WRITTEN PROBLEM: Rewrite everything from the start of the records down to the line containing "(1137, 782)", including that line and the requests, shifting every coordinate in the answers up by 6. Give only those lines.

DATA:
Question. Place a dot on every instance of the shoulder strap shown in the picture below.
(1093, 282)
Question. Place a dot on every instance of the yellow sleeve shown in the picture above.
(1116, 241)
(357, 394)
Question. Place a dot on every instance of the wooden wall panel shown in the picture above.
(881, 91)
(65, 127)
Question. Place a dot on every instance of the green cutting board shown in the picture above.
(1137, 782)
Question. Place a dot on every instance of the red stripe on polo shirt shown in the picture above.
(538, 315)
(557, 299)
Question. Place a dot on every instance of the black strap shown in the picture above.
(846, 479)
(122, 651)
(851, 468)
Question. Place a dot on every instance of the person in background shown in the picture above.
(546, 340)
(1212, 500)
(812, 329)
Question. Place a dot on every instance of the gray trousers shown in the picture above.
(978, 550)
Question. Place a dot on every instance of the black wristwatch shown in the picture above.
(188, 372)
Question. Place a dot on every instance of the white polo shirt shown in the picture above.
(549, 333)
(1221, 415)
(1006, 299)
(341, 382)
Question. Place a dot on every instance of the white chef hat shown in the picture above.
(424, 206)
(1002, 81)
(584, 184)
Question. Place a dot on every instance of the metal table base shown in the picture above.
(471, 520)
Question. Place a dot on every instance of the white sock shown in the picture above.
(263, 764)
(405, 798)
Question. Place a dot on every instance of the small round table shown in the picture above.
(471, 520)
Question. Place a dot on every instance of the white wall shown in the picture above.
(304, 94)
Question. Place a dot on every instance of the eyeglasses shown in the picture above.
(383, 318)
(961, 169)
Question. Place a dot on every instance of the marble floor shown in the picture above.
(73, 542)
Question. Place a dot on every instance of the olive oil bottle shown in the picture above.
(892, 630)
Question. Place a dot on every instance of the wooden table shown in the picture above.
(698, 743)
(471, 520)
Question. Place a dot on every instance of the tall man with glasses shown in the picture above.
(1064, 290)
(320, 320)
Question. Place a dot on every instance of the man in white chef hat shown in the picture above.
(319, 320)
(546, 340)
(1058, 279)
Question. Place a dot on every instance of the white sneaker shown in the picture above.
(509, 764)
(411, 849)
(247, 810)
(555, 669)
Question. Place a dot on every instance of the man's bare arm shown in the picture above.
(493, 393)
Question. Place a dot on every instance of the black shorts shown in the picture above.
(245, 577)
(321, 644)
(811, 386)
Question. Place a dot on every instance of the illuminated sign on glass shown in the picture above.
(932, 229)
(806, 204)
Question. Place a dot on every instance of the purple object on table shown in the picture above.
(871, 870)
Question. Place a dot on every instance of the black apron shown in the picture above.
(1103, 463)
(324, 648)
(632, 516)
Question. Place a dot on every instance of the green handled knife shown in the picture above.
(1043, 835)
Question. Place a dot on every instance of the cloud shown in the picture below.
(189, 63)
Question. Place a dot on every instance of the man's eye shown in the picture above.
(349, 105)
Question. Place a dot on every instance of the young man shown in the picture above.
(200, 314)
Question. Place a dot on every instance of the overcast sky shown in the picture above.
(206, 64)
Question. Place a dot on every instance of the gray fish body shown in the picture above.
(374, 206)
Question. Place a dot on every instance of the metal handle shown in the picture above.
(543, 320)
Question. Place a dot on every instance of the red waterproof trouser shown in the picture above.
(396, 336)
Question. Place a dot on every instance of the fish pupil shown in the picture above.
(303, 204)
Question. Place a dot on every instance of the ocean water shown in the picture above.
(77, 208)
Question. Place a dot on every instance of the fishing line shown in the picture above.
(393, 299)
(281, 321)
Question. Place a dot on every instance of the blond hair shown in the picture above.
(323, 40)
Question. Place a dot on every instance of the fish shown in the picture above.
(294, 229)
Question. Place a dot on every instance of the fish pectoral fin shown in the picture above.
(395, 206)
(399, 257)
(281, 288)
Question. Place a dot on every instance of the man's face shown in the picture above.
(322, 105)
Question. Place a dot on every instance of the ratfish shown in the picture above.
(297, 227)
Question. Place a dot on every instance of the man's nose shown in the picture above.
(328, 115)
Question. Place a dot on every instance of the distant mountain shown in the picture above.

ANSWER FOR THIS EXERCISE:
Question. Place a dot on every instance of the shoulder strap shown in the picture below.
(1099, 288)
Question. Place a dot on every instance of the yellow sleeve shown in the picture above.
(1122, 247)
(363, 400)
Question. Place a dot on every instance of the wooden wall panel shown in the picture above.
(887, 97)
(71, 133)
Question. Place a dot on every instance of the green cutting board shown in the picture above.
(1143, 788)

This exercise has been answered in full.